Exercise directions:
List every line in the items below that contains the string "holds". Case counts.

Data records:
** start **
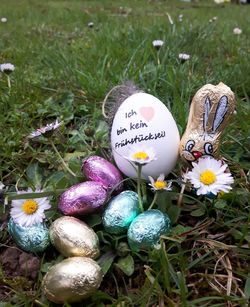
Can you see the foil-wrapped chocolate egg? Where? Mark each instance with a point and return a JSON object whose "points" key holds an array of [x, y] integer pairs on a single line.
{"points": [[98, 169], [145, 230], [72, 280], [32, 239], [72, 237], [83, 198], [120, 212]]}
** end **
** start **
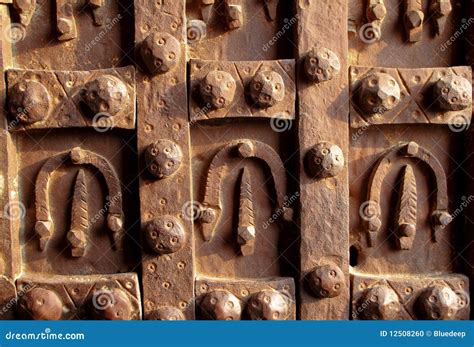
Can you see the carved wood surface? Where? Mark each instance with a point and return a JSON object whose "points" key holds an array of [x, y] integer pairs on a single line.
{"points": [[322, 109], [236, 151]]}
** end **
** start **
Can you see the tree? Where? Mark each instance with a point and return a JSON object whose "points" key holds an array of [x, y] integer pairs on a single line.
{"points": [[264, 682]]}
** end **
Solution:
Can you see the foil-wrapped chocolate egg? Where? Mark each instance with a point and return a JSON object whose "points" key holds an array of [x, y] integer pairs on a single line.
Can you see the carved wood surface? Where? Mark each instance with a point and return a JSON object whose "points" key holds an array of [x, y] integer pairs on a single line.
Can you see the tree? Where? Mark each instance with a point and return a JSON object whose "points" key holds an array of [x, y] integer pairs on a single line.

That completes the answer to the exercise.